§ Problem to solve
Retype every line of the listing below without any changes.

Recorded data
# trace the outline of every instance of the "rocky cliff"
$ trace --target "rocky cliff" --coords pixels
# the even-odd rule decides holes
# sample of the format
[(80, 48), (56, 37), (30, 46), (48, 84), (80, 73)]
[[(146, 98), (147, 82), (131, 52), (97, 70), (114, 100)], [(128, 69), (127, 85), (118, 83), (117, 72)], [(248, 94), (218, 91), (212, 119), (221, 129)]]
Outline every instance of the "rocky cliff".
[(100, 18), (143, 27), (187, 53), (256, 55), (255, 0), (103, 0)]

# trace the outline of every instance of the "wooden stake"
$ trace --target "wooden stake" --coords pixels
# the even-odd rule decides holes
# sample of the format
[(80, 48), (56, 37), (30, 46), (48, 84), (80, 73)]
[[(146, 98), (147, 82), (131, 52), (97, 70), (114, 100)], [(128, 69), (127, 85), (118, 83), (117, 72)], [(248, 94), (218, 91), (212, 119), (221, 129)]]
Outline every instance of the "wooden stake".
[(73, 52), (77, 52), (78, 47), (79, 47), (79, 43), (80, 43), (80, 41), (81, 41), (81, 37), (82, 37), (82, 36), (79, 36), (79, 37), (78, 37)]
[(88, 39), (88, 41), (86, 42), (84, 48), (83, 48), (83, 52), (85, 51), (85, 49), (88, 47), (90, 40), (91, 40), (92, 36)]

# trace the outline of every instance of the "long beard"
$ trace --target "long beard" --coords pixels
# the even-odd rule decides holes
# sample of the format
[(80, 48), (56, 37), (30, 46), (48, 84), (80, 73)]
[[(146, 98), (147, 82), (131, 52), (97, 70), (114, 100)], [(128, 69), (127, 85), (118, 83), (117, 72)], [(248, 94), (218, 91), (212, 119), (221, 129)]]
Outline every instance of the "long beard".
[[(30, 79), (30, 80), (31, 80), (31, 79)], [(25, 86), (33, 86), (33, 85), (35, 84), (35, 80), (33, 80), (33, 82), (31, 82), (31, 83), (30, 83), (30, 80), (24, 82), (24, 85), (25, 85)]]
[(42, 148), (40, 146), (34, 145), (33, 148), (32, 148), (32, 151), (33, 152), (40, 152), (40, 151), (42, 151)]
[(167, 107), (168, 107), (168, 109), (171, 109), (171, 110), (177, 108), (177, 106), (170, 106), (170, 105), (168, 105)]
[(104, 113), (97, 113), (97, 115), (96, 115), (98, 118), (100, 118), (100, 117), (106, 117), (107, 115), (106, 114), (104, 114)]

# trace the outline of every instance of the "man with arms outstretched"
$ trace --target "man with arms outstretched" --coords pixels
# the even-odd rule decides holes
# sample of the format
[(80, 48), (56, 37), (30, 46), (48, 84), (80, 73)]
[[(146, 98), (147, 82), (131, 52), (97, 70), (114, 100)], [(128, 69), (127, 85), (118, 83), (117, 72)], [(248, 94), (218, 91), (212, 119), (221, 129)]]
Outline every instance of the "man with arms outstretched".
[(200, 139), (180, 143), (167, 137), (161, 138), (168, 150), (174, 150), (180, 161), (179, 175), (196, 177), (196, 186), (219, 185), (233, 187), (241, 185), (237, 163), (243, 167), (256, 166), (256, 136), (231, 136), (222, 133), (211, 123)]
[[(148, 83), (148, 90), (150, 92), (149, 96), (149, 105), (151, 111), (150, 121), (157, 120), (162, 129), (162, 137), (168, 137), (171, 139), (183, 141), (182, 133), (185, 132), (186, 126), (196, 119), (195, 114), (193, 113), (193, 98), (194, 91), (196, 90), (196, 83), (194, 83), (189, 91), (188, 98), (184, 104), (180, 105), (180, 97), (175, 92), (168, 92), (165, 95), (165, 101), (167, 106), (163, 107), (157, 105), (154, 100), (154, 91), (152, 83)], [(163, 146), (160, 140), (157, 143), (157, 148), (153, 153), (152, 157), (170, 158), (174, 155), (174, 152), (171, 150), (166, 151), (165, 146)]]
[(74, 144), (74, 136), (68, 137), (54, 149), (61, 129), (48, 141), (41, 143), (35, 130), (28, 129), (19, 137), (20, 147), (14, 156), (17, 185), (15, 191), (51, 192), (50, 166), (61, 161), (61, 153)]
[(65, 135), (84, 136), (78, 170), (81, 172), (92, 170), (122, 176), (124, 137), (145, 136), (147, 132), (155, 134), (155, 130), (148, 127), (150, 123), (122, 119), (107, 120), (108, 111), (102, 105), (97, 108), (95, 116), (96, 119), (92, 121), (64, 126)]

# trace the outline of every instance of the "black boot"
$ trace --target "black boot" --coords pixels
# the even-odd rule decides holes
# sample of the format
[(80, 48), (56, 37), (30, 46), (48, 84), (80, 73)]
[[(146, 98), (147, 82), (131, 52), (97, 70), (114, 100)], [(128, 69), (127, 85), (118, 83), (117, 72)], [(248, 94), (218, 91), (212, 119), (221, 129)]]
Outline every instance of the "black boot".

§ Output of the task
# trace the outline of every instance of the "rocky cliff"
$ trace --target "rocky cliff" --coords pixels
# the even-odd rule decides holes
# sample of the format
[(80, 48), (56, 37), (30, 46), (48, 84), (80, 73)]
[[(146, 98), (147, 82), (131, 52), (97, 70), (114, 100)], [(128, 69), (127, 85), (118, 83), (117, 72)], [(248, 94), (218, 91), (212, 119), (221, 129)]]
Outline every instance of the "rocky cliff".
[(100, 18), (143, 27), (187, 53), (256, 55), (255, 0), (103, 0)]

# trace the outline of every instance of the "wooden stake"
$ trace --target "wooden stake" --coords pixels
# the even-odd rule decides holes
# sample of the format
[(80, 48), (56, 37), (30, 46), (48, 84), (80, 73)]
[[(146, 98), (147, 82), (131, 52), (97, 70), (114, 100)], [(128, 69), (127, 85), (118, 83), (117, 72)], [(248, 94), (218, 91), (212, 119), (221, 129)]]
Outline every instance of the "wooden stake".
[(73, 52), (77, 52), (78, 47), (79, 47), (79, 43), (80, 43), (80, 41), (81, 41), (81, 37), (82, 37), (82, 36), (79, 36), (79, 37), (78, 37)]
[(88, 39), (88, 41), (86, 42), (84, 48), (83, 48), (83, 52), (85, 51), (85, 49), (88, 47), (90, 40), (91, 40), (92, 36)]

# trace the outline of every instance of the "long beard"
$ trace --target "long beard" --coords pixels
# the even-odd rule decides holes
# sample of the format
[(80, 48), (56, 37), (30, 46), (48, 84), (80, 73)]
[[(146, 98), (147, 82), (131, 52), (97, 70), (114, 100)], [(128, 69), (127, 85), (118, 83), (117, 72)], [(248, 94), (218, 91), (212, 119), (221, 129)]]
Outline every instance of the "long beard".
[[(30, 79), (30, 80), (31, 80), (31, 79)], [(25, 86), (33, 86), (33, 85), (35, 84), (35, 80), (33, 80), (33, 82), (31, 82), (31, 83), (30, 83), (30, 80), (24, 82), (24, 85), (25, 85)]]
[(42, 148), (40, 146), (34, 145), (33, 148), (32, 148), (32, 151), (33, 152), (40, 152), (40, 151), (42, 151)]
[(167, 107), (168, 107), (168, 109), (171, 109), (171, 110), (177, 108), (177, 106), (170, 106), (170, 105), (168, 105)]
[(104, 113), (97, 113), (97, 115), (96, 115), (98, 118), (100, 118), (100, 117), (106, 117), (107, 115), (106, 114), (104, 114)]

# trace the outline of every instance of the "man with arms outstretched"
$ trace --target "man with arms outstretched" --coords pixels
# the even-odd rule decides holes
# sample of the format
[(80, 48), (56, 37), (30, 46), (48, 84), (80, 73)]
[[(146, 98), (147, 82), (131, 52), (97, 70), (114, 100)], [(128, 69), (127, 85), (118, 83), (117, 72)], [(248, 94), (218, 91), (212, 119), (221, 129)]]
Outline every instance of the "man with arms outstretched".
[(200, 139), (180, 143), (167, 137), (161, 138), (168, 150), (174, 150), (180, 161), (179, 175), (196, 177), (196, 186), (219, 185), (233, 187), (241, 185), (237, 163), (243, 167), (256, 166), (256, 136), (231, 136), (222, 133), (211, 123)]
[[(148, 83), (148, 90), (150, 92), (149, 96), (149, 105), (151, 111), (150, 121), (157, 120), (162, 129), (162, 137), (168, 137), (171, 139), (183, 141), (182, 133), (185, 132), (186, 126), (196, 119), (195, 114), (193, 113), (193, 98), (194, 91), (196, 90), (196, 83), (194, 83), (189, 91), (188, 98), (184, 104), (180, 105), (180, 97), (175, 92), (168, 92), (165, 95), (165, 101), (167, 106), (163, 107), (157, 105), (154, 100), (154, 91), (152, 83)], [(163, 146), (160, 140), (157, 143), (157, 148), (153, 153), (152, 157), (170, 158), (174, 155), (174, 152), (171, 150), (166, 151), (165, 146)]]
[(74, 144), (74, 136), (68, 137), (54, 149), (61, 129), (48, 141), (41, 143), (35, 130), (28, 129), (19, 137), (20, 147), (14, 156), (17, 185), (15, 191), (51, 192), (50, 166), (61, 161), (61, 153)]
[(65, 135), (84, 136), (78, 170), (81, 172), (92, 170), (122, 176), (124, 137), (145, 136), (147, 132), (155, 134), (155, 130), (148, 127), (150, 123), (122, 119), (107, 120), (108, 111), (102, 105), (97, 108), (95, 116), (96, 119), (92, 121), (64, 126)]

# trace the outline of every instance of the "black boot"
$ trace --target "black boot" --coords pixels
# the even-odd rule decides holes
# sample of the format
[(80, 48), (56, 37), (30, 46), (48, 84), (80, 73)]
[[(146, 98), (147, 82), (131, 52), (97, 70), (114, 100)], [(128, 69), (127, 85), (118, 83), (117, 72)], [(248, 94), (218, 91), (212, 119), (221, 129)]]
Outline every instance of the "black boot".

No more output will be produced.